[Collected data]
◆ ◆ ◆
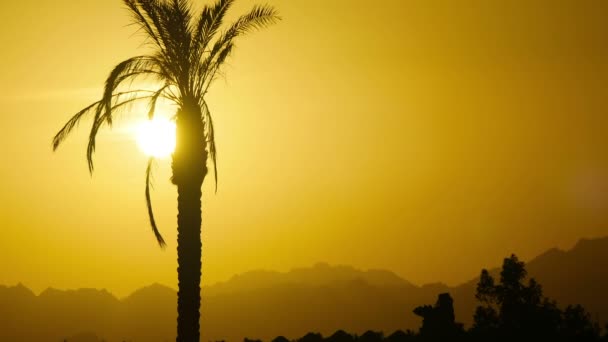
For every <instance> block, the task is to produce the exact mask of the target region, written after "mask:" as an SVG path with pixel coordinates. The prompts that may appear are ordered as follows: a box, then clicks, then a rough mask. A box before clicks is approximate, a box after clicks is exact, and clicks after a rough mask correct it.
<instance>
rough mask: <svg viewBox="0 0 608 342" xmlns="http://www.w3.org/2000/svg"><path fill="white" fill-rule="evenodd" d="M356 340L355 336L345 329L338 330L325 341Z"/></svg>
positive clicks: (325, 339)
mask: <svg viewBox="0 0 608 342" xmlns="http://www.w3.org/2000/svg"><path fill="white" fill-rule="evenodd" d="M354 340H355V337H354V336H353V335H351V334H349V333H347V332H346V331H344V330H338V331H336V332H335V333H333V334H332V335H331V336H330V337H328V338H326V339H325V341H329V342H353V341H354Z"/></svg>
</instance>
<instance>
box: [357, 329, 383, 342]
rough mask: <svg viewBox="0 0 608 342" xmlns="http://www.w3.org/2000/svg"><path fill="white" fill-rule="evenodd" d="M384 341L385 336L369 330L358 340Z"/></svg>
mask: <svg viewBox="0 0 608 342" xmlns="http://www.w3.org/2000/svg"><path fill="white" fill-rule="evenodd" d="M383 339H384V334H383V333H382V332H379V331H371V330H368V331H366V332H365V333H363V335H361V336H359V338H358V339H357V340H358V341H361V342H382V340H383Z"/></svg>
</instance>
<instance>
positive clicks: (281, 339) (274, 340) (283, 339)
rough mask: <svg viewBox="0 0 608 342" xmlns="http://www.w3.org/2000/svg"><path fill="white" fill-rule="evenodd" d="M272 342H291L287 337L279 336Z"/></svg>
mask: <svg viewBox="0 0 608 342" xmlns="http://www.w3.org/2000/svg"><path fill="white" fill-rule="evenodd" d="M272 342H289V340H288V339H287V337H285V336H277V337H275V338H274V339H273V340H272Z"/></svg>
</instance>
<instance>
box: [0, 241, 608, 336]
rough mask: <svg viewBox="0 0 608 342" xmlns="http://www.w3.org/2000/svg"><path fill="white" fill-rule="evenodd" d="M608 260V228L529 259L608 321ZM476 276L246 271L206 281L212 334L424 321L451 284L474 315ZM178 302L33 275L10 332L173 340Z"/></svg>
mask: <svg viewBox="0 0 608 342" xmlns="http://www.w3.org/2000/svg"><path fill="white" fill-rule="evenodd" d="M505 257H506V256H505ZM421 262H423V261H421ZM446 262H449V261H447V260H446ZM501 262H502V260H496V261H495V264H496V265H497V266H498V265H500V263H501ZM607 266H608V237H606V238H600V239H592V240H581V241H579V242H578V243H577V244H576V245H575V247H573V248H572V249H571V250H569V251H561V250H558V249H551V250H549V251H547V252H545V253H543V254H542V255H540V256H538V257H536V258H534V259H533V260H531V261H529V262H528V263H527V269H528V271H529V274H530V275H531V276H532V277H534V278H536V279H537V280H538V281H539V282H540V284H541V285H543V289H544V291H545V295H547V296H548V297H550V298H552V299H555V300H557V302H558V303H559V304H560V306H561V307H564V306H566V305H567V304H575V303H580V304H583V305H584V306H585V307H586V308H587V310H589V311H590V312H591V313H592V314H593V315H594V318H597V319H599V320H600V321H602V322H606V320H607V319H608V293H607V292H606V289H608V277H606V270H607V269H608V267H607ZM493 272H494V273H496V272H497V270H494V271H493ZM472 276H473V275H472ZM476 283H477V278H476V277H475V278H473V279H472V280H471V281H469V282H467V283H465V284H462V285H460V286H456V287H448V286H446V285H443V284H439V283H437V284H427V285H424V286H416V285H414V284H411V283H409V282H408V281H406V280H404V279H402V278H400V277H399V276H397V275H395V274H394V273H392V272H390V271H385V270H369V271H360V270H357V269H355V268H353V267H350V266H330V265H327V264H322V263H321V264H317V265H315V266H313V267H310V268H298V269H294V270H292V271H290V272H286V273H280V272H272V271H252V272H246V273H243V274H240V275H236V276H234V277H233V278H232V279H230V280H228V281H226V282H222V283H218V284H215V285H213V286H209V287H206V288H204V289H203V308H202V316H203V319H202V329H201V330H202V340H204V341H207V340H221V339H224V340H227V341H241V340H242V339H243V337H252V338H261V339H264V340H270V339H272V338H274V337H276V336H278V335H284V336H286V337H288V338H290V339H291V338H297V337H300V336H302V335H304V334H305V333H307V332H310V331H317V332H321V333H323V334H324V335H329V334H331V333H333V332H334V331H336V330H338V329H344V330H346V331H350V332H353V333H359V334H360V333H363V332H364V331H366V330H370V329H371V330H381V331H384V332H385V333H391V332H392V331H394V330H397V329H402V330H405V329H408V328H409V329H417V328H418V326H419V325H420V319H419V318H418V317H417V316H415V315H414V314H413V313H412V310H413V309H414V307H416V306H418V305H421V304H431V303H434V302H435V300H436V297H437V295H438V294H439V293H442V292H450V293H451V294H452V296H453V297H454V304H455V309H456V318H457V320H459V321H461V322H464V323H466V324H468V323H470V321H471V319H472V315H473V311H474V308H475V306H476V305H477V303H476V302H475V298H474V292H475V286H476ZM175 303H176V293H175V290H173V289H171V288H168V287H165V286H162V285H157V284H155V285H151V286H147V287H144V288H141V289H139V290H137V291H135V292H134V293H132V294H131V295H130V296H128V297H126V298H124V299H122V300H119V299H117V298H116V297H115V296H113V295H112V294H110V293H109V292H107V291H105V290H95V289H79V290H68V291H61V290H55V289H47V290H45V291H43V292H42V293H41V294H40V295H38V296H36V295H35V294H34V293H33V292H32V291H31V290H29V289H28V288H26V287H25V286H23V285H17V286H13V287H6V286H0V341H63V339H65V338H68V340H69V341H83V342H84V341H95V338H96V337H95V336H103V338H104V339H105V340H106V341H122V340H128V341H170V340H173V339H174V337H173V335H174V332H175V325H176V309H175Z"/></svg>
◆ ◆ ◆
→ **Assigned task**:
Pictures aside, reproduce every record exactly as it stands.

→ **Task answer**:
For every <instance> block, the task is to produce the exact mask of the target region, written after "mask:" as an SVG path with pixel coordinates. The prompts that may appear are ordered as follows: a box, then clicks, then a rough mask. A box before clicks is approximate, a box after clicks is exact, and clicks after a rough mask correct it.
<instance>
rough mask: <svg viewBox="0 0 608 342" xmlns="http://www.w3.org/2000/svg"><path fill="white" fill-rule="evenodd" d="M356 340L355 336L345 329L338 330L325 341Z"/></svg>
positive clicks: (325, 339)
mask: <svg viewBox="0 0 608 342" xmlns="http://www.w3.org/2000/svg"><path fill="white" fill-rule="evenodd" d="M354 340H355V337H354V336H353V335H351V334H349V333H347V332H346V331H344V330H338V331H336V332H335V333H333V334H332V335H331V336H330V337H328V338H326V339H325V341H329V342H353V341H354Z"/></svg>
</instance>
<instance>
box: [357, 329, 383, 342]
rough mask: <svg viewBox="0 0 608 342" xmlns="http://www.w3.org/2000/svg"><path fill="white" fill-rule="evenodd" d="M384 341L385 336L369 330L358 340Z"/></svg>
mask: <svg viewBox="0 0 608 342" xmlns="http://www.w3.org/2000/svg"><path fill="white" fill-rule="evenodd" d="M383 339H384V334H383V333H382V332H379V331H371V330H368V331H366V332H365V333H363V335H361V336H359V338H358V339H357V340H358V341H361V342H382V340H383Z"/></svg>
</instance>
<instance>
positive clicks: (281, 339) (274, 340) (283, 339)
rough mask: <svg viewBox="0 0 608 342" xmlns="http://www.w3.org/2000/svg"><path fill="white" fill-rule="evenodd" d="M272 342H291L287 337L279 336Z"/></svg>
mask: <svg viewBox="0 0 608 342" xmlns="http://www.w3.org/2000/svg"><path fill="white" fill-rule="evenodd" d="M272 342H289V340H288V339H287V337H285V336H277V337H275V338H274V339H273V340H272Z"/></svg>
</instance>
<instance>
box: [0, 241, 608, 336]
rough mask: <svg viewBox="0 0 608 342" xmlns="http://www.w3.org/2000/svg"><path fill="white" fill-rule="evenodd" d="M608 260V228L529 259L608 321ZM476 276L246 271L206 281L212 334L424 321L451 284L474 315ZM178 302L33 275L10 332L173 340Z"/></svg>
mask: <svg viewBox="0 0 608 342" xmlns="http://www.w3.org/2000/svg"><path fill="white" fill-rule="evenodd" d="M505 257H506V256H505ZM421 262H423V261H421ZM446 262H449V261H447V260H446ZM501 262H502V260H496V261H495V264H496V265H497V266H498V265H500V263H501ZM607 266H608V237H606V238H600V239H592V240H581V241H579V242H578V243H577V244H576V245H575V247H573V248H572V249H571V250H569V251H561V250H558V249H551V250H549V251H547V252H545V253H543V254H542V255H540V256H538V257H536V258H534V259H533V260H531V261H529V262H528V263H527V269H528V271H529V274H530V275H531V276H532V277H534V278H536V279H537V280H538V281H539V282H540V284H541V285H543V289H544V291H545V295H547V296H548V297H550V298H552V299H555V300H557V302H558V303H559V304H560V306H561V307H564V306H566V305H567V304H575V303H580V304H583V305H584V306H585V307H586V308H587V310H589V311H590V312H591V313H592V314H593V315H594V318H597V319H599V320H600V321H602V322H606V320H607V319H608V293H607V292H606V289H608V277H606V270H607V269H608V267H607ZM493 272H494V273H496V272H497V270H494V271H493ZM472 276H473V275H472ZM476 283H477V278H476V277H475V278H473V279H472V280H471V281H469V282H467V283H465V284H462V285H460V286H456V287H448V286H446V285H443V284H439V283H437V284H427V285H424V286H416V285H414V284H411V283H409V282H408V281H406V280H404V279H402V278H400V277H399V276H397V275H395V274H394V273H392V272H390V271H385V270H369V271H360V270H357V269H355V268H353V267H350V266H330V265H327V264H322V263H321V264H317V265H315V266H313V267H310V268H298V269H294V270H292V271H290V272H286V273H280V272H272V271H252V272H246V273H243V274H240V275H236V276H234V277H233V278H232V279H230V280H228V281H226V282H222V283H218V284H215V285H213V286H209V287H206V288H204V289H203V308H202V316H203V319H202V329H201V330H202V340H204V341H207V340H221V339H224V340H227V341H241V340H242V339H243V337H252V338H261V339H264V340H270V339H272V338H274V337H276V336H278V335H284V336H286V337H288V338H290V339H291V338H297V337H300V336H302V335H304V334H305V333H307V332H310V331H317V332H321V333H323V334H324V335H329V334H331V333H333V332H334V331H336V330H338V329H344V330H346V331H350V332H353V333H359V334H360V333H363V332H364V331H366V330H370V329H371V330H381V331H384V332H385V333H391V332H392V331H394V330H397V329H402V330H405V329H408V328H409V329H417V328H418V326H419V325H420V319H419V318H418V317H417V316H415V315H414V314H413V313H412V310H413V309H414V307H416V306H418V305H421V304H431V303H434V302H435V300H436V297H437V295H438V294H439V293H442V292H450V293H451V294H452V296H453V297H454V304H455V309H456V318H457V320H459V321H461V322H464V323H466V324H468V323H470V321H471V319H472V315H473V311H474V308H475V306H476V305H477V303H476V302H475V298H474V292H475V286H476ZM175 303H176V293H175V290H173V289H171V288H168V287H165V286H162V285H157V284H155V285H151V286H147V287H144V288H141V289H139V290H137V291H135V292H134V293H132V294H131V295H130V296H128V297H126V298H124V299H122V300H119V299H117V298H116V297H115V296H113V295H112V294H110V293H109V292H107V291H105V290H95V289H79V290H68V291H61V290H55V289H47V290H45V291H43V292H42V293H41V294H40V295H38V296H36V295H35V294H34V293H33V292H32V291H31V290H29V289H28V288H26V287H25V286H23V285H17V286H13V287H6V286H0V341H63V339H65V338H68V340H69V341H83V342H84V341H95V338H96V337H95V336H103V338H104V339H105V340H106V341H122V340H128V341H170V340H173V339H174V337H173V335H174V332H175V325H176V309H175Z"/></svg>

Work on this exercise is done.